# [ESTRATTO SCELTO]
-=-=-

Mi spiego meglio, il lockdown mi ha cambiato, ho iniziato ad andare dalla psicologa, conscia di aver realmente bisogno di un aiuto esterno, e ciò che a febbraio mi vedeva fragile e debole ormai non lo comprendo più: rivedo la mia sofferenza solo nelle parole scritte, perchè quella ragazza non la riconosco più, e non riesco neppure a capacitarmi di quanto abbia permesso ad un ragazzino — perché di fatto per esser uomo ci vuole ben altro — di farmi del male, permettendogli di sfruttare le mie attenzioni dopo esser rimasto single, giusto per tornare in carreggiata, più sicuro di se, con l’ego a mille.
Perché insieme di certo non potevamo funzionare, non avevamo nulla in comune e i nostri caratteri cozzavano a tal punto che ci rendevamo incompatibili a priori.
Con Peter invece è andata molto diversamente: lo avevo conosciuto ad aprile 2019, era quel compagno di corso che stava sempre sulle sue, con quell’aria un po’ da stronzetto, un po’ da menefreghista.
Mi incuriosiva e allora gli piacevo, eravamo usciti una sera e fu la prima volta che ci rivolgemmo parola: rimasi letteralmente sconvolta da quanto in realtà fossimo simili, dagli interessi ad alcuni aspetti caratteriali.
Di me non gli raccontai nulla, e non ne ebbi neppure l’opportunità.
Dopo quell’uscita ci furono le vacanze di pasqua e continuammo a sentirci, ma prima che ricominciassero le lezioni preferì troncare tutto.
Ci rimasi molto male ma in fondo il tempo avrebbe guarito quella breve e tranquilla uscita, se non fosse che Peter non ebbe nessuna intenzione di lasciarmi in pace. 
Non capii mai il suo atteggiamento, ma iniziò a seguirmi al supermercato, a sedersi dietro di me, a lanciarmi frecciatine di tanto in tanto, di fatto divenne il mio incubo personale.
Io cercavo di levarmelo dalla testa e lui mi passava davanti con un “buongiorno” tutto sorridente. Non aveva il minimo senso ciò che stava facendo, ma avevamo creato un gioco malato di frecciatine e fraintendimenti dal quale non avevo più voglia di uscire.
Per quanto mi facesse male era diventato divertente provocarlo, e avere i suoi occhi addosso durante le lezioni mi dava una carica che non ero, e non sono, in grado di descrivere.
Il gioco continuava poi su Instagram dove postava continuamente canzoni che in un modo o nell’altro creavano un insano collegamento con ciò che postavo io.
Ma se non mi voleva, che senso aveva tutto ciò?
Le lezioni finirono a giugno, e con quelle smisi di osservare i suoi glaciali occhi verdi: mi mancavano ma era il momento di andare avanti. 
Così a piccoli passi mi ripresi, pensavo a lui ma l’arrivo dell’estate rappresentava una concreta possibilità di distrarsi e andare avanti.
Invece ad agosto mi scrisse, mi illusi che avesse finalmente compreso che in fondo un briciolo di interesse lo provasse ancora, ma in realtà era solo ferito, e voleva divertirsi.

-=-=-

# [OBIETTIVI]
A. Duplica parola per parola tutto il racconto da "Di me non gli" giù fino a "mio incubo personale.".
B. Rispondi a queste domande sul racconto:
(i) In quale mese e anno avvenne la conoscenza con Peter?
(ii) In quale mese finirono le lezioni?
(iii) Di che colore erano gli occhi di Peter?
C. Riassumi il racconto in due frasi.
Per questi compiti i record non servono.

-=-=-

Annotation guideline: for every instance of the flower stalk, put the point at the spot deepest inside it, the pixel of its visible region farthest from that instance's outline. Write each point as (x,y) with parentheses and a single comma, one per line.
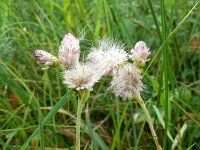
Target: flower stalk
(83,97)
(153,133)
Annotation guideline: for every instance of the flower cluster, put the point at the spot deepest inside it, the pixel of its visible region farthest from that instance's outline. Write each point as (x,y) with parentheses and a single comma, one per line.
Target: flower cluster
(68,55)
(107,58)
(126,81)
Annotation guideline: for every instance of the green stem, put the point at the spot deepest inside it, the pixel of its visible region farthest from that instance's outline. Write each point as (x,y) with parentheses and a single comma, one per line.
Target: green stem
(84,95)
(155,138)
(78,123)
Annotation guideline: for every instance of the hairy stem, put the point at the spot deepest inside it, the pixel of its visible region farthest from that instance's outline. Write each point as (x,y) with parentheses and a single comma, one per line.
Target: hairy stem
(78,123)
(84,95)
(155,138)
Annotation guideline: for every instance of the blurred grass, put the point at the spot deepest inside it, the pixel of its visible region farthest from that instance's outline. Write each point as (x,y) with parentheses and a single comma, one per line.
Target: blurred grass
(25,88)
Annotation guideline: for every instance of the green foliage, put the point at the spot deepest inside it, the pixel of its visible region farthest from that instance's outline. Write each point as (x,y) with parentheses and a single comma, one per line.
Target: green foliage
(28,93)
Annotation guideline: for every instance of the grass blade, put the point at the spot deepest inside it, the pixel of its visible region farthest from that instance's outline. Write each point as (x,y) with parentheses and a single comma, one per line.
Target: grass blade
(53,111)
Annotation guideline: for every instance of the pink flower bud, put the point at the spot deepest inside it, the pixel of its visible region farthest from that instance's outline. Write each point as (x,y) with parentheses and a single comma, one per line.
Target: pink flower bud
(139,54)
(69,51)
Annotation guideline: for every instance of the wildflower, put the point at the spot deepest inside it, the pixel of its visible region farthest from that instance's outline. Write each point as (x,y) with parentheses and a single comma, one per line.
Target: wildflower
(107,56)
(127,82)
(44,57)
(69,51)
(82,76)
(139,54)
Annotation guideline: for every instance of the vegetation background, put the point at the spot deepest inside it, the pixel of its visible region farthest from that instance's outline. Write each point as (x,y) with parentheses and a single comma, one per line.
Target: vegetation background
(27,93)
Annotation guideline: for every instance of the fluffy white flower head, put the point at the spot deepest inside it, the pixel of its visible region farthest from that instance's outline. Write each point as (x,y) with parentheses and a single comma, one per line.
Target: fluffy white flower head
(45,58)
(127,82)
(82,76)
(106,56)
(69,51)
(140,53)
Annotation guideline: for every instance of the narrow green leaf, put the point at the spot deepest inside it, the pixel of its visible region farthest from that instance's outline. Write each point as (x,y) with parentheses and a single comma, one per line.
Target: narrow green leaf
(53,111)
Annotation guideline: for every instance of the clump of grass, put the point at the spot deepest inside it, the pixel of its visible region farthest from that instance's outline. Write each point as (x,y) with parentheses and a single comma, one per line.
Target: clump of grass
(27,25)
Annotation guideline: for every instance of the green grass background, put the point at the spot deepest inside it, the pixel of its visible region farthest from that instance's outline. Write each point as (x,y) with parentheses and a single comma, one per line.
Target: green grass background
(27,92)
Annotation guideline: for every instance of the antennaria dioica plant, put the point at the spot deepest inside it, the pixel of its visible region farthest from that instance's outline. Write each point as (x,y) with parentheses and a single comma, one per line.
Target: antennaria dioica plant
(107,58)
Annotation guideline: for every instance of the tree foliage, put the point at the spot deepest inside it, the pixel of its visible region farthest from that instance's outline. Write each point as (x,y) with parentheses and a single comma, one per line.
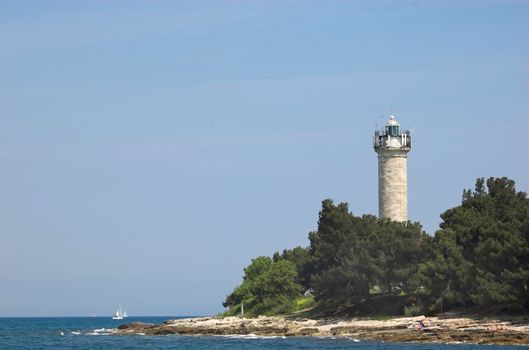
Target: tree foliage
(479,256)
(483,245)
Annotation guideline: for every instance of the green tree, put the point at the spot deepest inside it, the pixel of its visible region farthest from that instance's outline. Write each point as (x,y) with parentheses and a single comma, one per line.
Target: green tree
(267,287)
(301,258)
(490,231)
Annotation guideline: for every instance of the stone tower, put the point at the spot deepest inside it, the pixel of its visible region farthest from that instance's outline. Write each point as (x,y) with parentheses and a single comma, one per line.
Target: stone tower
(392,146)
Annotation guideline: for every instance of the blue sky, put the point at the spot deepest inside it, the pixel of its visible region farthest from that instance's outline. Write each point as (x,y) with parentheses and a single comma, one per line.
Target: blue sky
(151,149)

-=-=-

# [ESERCIZIO SVOLTO]
A.
Di me non gli raccontai nulla, e non ne ebbi neppure l’opportunità.
Dopo quell’uscita ci furono le vacanze di pasqua e continuammo a sentirci, ma prima che ricominciassero le lezioni preferì troncare tutto.
Ci rimasi molto male ma in fondo il tempo avrebbe guarito quella breve e tranquilla uscita, se non fosse che Peter non ebbe nessuna intenzione di lasciarmi in pace. 
Non capii mai il suo atteggiamento, ma iniziò a seguirmi al supermercato, a sedersi dietro di me, a lanciarmi frecciatine di tanto in tanto, di fatto divenne il mio incubo personale.

B.
(i) Ad aprile 2019.
(ii) A giugno.
(iii) Verdi.

C. Chi scrive conobbe Peter, un compagno di corso, ad aprile 2019: dopo un'uscita e le vacanze di Pasqua passate a sentirsi, lui troncò tutto, ma continuò a seguirla e a lanciarle frecciatine, in un gioco che proseguiva anche su Instagram. Finite le lezioni a giugno, chi scrive iniziò a riprendersi, ma ad agosto Peter le scrisse, non per interesse ma perché era ferito e voleva divertirsi.